Jonathan W. White, a prizewinning Civil War historian, finds in Oaksmith’s spectacularly misguided life both a gripping yarn set far from the battlefields and a way to dramatize Lincoln’s determination to eliminate the African slave trade.... The astonishing stories in Shipwrecked ... [offer] a fresh perspective on the mess of pitched emotions and politics in a nation at war over slavery.
— The New York Times
Historian White’s biography of nineteenth-century mariner Appleton Oaksmith vividly chronicles a life of adventure. Oaksmith sailed to China at 16, witnessed the California Gold Rush, foiled a mutiny on his ship, escaped attack “by three thousand African warriors,” and was active in uprisings in Nicaragua and Cuba. During the Civil War, Oaksmith was convicted and imprisoned for modifying a whaling vessel for the transatlantic slave trade. He escaped and captained a Confederate blockade runner and fled to Cuba and then England. Returning to the U.S., he was pardoned by President Grant. As context for Oaksmith’s life, White immerses readers in his world, elucidating how New York and New England were “hubs for slave trading”; efforts to end the slave trade by Lincoln, Secretary of State Seward, and other officials; and post-Civil War politics and society. Oaksmith’s parents, Seba and Elizabeth, were abolitionists and progressives, with Elizabeth energetically advocating for women’s rights. Despite extensive research, White could not determine why Oaksmith rejected his family's values to participate in the slave trade. A distinctive, exciting, and provocative perspective on the Civil War era.

▶ **What you have to do**: From the reviews of the Appleton Oaksmith biography, extract the stretch from "Jonathan W. White, a" through "war over slavery.". Work from the text on this page and nothing else.

▶ **Given entries**:
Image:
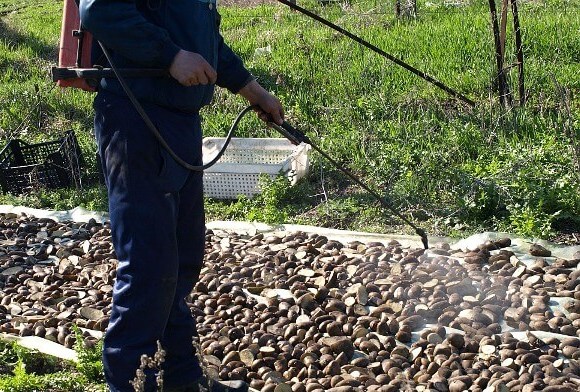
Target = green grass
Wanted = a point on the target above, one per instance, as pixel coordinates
(23, 370)
(453, 169)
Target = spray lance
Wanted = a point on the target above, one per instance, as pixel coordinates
(73, 71)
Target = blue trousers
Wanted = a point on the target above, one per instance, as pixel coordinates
(158, 231)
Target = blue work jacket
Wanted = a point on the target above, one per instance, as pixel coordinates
(149, 33)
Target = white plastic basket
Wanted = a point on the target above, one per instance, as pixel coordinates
(238, 170)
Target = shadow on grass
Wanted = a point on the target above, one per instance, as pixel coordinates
(15, 38)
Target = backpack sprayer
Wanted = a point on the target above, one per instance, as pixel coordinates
(76, 69)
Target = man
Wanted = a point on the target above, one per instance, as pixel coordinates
(156, 205)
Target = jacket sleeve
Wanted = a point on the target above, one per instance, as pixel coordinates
(119, 26)
(231, 71)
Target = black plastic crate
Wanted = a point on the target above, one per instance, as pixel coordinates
(54, 164)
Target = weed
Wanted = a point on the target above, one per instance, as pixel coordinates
(89, 362)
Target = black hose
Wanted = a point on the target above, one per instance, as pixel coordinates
(379, 51)
(156, 132)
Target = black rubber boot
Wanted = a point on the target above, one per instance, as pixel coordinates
(202, 385)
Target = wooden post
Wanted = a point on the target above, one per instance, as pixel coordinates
(502, 37)
(520, 53)
(498, 56)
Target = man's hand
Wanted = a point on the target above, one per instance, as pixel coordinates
(267, 106)
(191, 69)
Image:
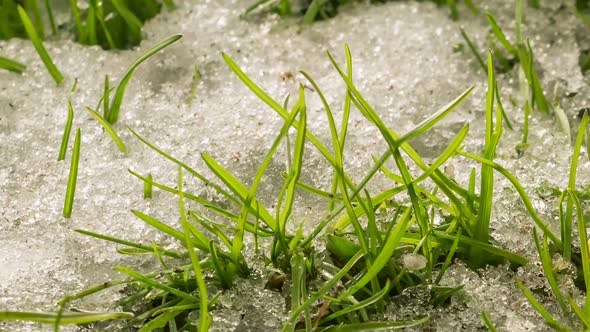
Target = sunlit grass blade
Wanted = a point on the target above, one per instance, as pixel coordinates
(238, 238)
(384, 255)
(443, 239)
(105, 96)
(523, 195)
(153, 283)
(449, 152)
(438, 177)
(473, 50)
(73, 177)
(567, 219)
(449, 258)
(204, 319)
(263, 96)
(198, 175)
(78, 21)
(362, 304)
(375, 326)
(38, 44)
(295, 170)
(109, 130)
(50, 15)
(299, 286)
(295, 312)
(66, 317)
(115, 107)
(147, 187)
(207, 204)
(168, 230)
(66, 136)
(488, 322)
(12, 65)
(481, 225)
(133, 23)
(129, 243)
(584, 247)
(239, 189)
(546, 261)
(162, 320)
(434, 118)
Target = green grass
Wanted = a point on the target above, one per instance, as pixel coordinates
(73, 177)
(66, 135)
(114, 108)
(38, 44)
(572, 204)
(366, 234)
(12, 65)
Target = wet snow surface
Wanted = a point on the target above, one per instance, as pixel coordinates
(404, 64)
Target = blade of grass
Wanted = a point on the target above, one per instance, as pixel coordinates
(375, 326)
(168, 230)
(66, 136)
(299, 287)
(162, 320)
(198, 175)
(12, 65)
(449, 258)
(362, 304)
(239, 189)
(153, 283)
(384, 255)
(295, 170)
(105, 96)
(129, 243)
(546, 261)
(38, 44)
(293, 316)
(567, 221)
(73, 177)
(482, 223)
(32, 6)
(133, 23)
(204, 319)
(108, 129)
(78, 21)
(66, 318)
(50, 15)
(473, 49)
(238, 242)
(488, 322)
(523, 195)
(147, 187)
(115, 107)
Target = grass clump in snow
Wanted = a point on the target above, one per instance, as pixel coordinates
(114, 24)
(392, 246)
(509, 55)
(577, 315)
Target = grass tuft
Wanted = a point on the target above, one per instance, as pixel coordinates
(38, 44)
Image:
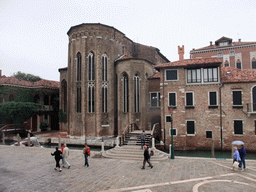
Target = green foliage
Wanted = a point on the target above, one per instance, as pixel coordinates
(44, 125)
(63, 116)
(18, 112)
(26, 76)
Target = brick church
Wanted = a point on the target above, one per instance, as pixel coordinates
(111, 82)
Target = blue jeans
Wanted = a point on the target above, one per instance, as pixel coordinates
(242, 162)
(86, 160)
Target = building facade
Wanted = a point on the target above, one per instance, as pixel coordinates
(105, 86)
(241, 55)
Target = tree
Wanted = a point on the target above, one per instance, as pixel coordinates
(18, 112)
(27, 77)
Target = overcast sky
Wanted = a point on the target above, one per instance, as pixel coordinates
(33, 33)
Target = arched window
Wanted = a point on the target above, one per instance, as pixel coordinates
(253, 63)
(64, 95)
(78, 70)
(11, 97)
(104, 98)
(91, 98)
(136, 80)
(126, 93)
(254, 98)
(36, 99)
(91, 67)
(238, 64)
(46, 100)
(78, 100)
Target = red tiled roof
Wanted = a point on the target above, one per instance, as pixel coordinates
(232, 75)
(18, 82)
(187, 62)
(217, 46)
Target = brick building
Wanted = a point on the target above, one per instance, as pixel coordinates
(204, 98)
(105, 86)
(44, 91)
(238, 54)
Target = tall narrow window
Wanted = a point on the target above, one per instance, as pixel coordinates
(189, 99)
(104, 61)
(78, 70)
(212, 98)
(91, 67)
(191, 127)
(172, 99)
(238, 127)
(237, 97)
(254, 98)
(126, 93)
(91, 98)
(78, 100)
(136, 80)
(104, 99)
(64, 95)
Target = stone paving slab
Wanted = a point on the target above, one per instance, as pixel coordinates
(31, 169)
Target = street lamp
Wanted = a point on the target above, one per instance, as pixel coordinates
(172, 147)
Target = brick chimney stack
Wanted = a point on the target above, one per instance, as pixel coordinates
(181, 52)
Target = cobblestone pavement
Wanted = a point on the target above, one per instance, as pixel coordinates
(32, 169)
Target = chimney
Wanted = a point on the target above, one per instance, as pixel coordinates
(181, 52)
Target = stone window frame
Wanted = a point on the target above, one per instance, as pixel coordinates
(157, 99)
(136, 80)
(242, 122)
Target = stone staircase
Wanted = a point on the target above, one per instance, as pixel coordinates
(133, 152)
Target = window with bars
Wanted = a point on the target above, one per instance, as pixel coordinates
(155, 99)
(237, 97)
(91, 67)
(172, 99)
(91, 98)
(213, 98)
(125, 93)
(190, 127)
(78, 68)
(78, 100)
(189, 99)
(171, 75)
(194, 75)
(238, 127)
(104, 61)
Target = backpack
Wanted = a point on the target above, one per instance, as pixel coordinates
(87, 152)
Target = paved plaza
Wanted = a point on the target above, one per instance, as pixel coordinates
(32, 169)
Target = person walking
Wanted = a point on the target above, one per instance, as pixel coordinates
(146, 158)
(242, 153)
(236, 158)
(57, 155)
(86, 152)
(65, 156)
(142, 138)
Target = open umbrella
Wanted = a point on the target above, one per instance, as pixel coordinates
(238, 143)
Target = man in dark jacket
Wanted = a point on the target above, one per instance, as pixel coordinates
(242, 153)
(146, 158)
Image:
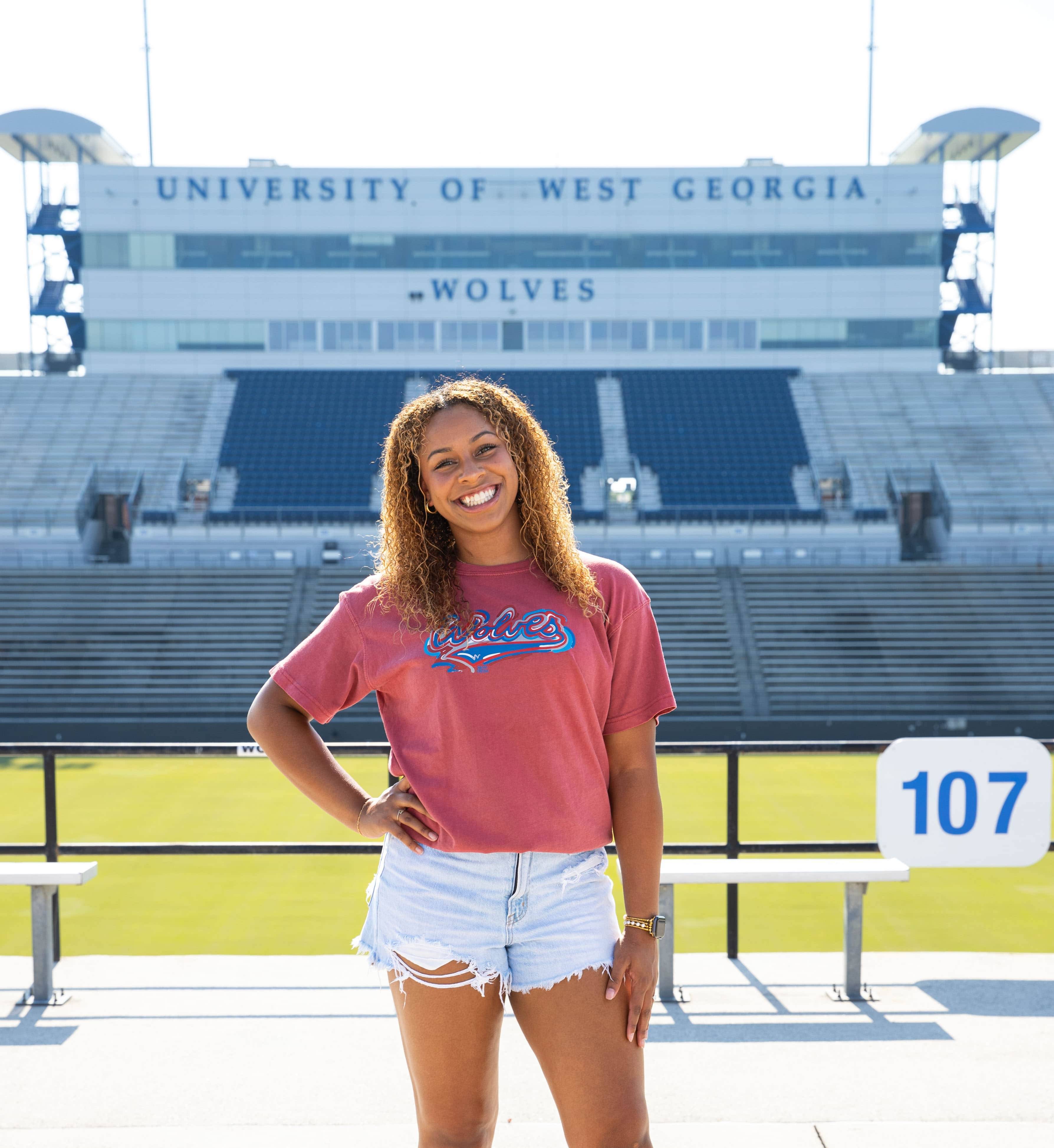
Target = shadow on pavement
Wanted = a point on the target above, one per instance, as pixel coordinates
(877, 1028)
(994, 998)
(29, 1030)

▶ **Task output**:
Jonathan W. White, a prizewinning Civil War historian, finds in Oaksmith’s spectacularly misguided life both a gripping yarn set far from the battlefields and a way to dramatize Lincoln’s determination to eliminate the African slave trade.... The astonishing stories in Shipwrecked ... [offer] a fresh perspective on the mess of pitched emotions and politics in a nation at war over slavery.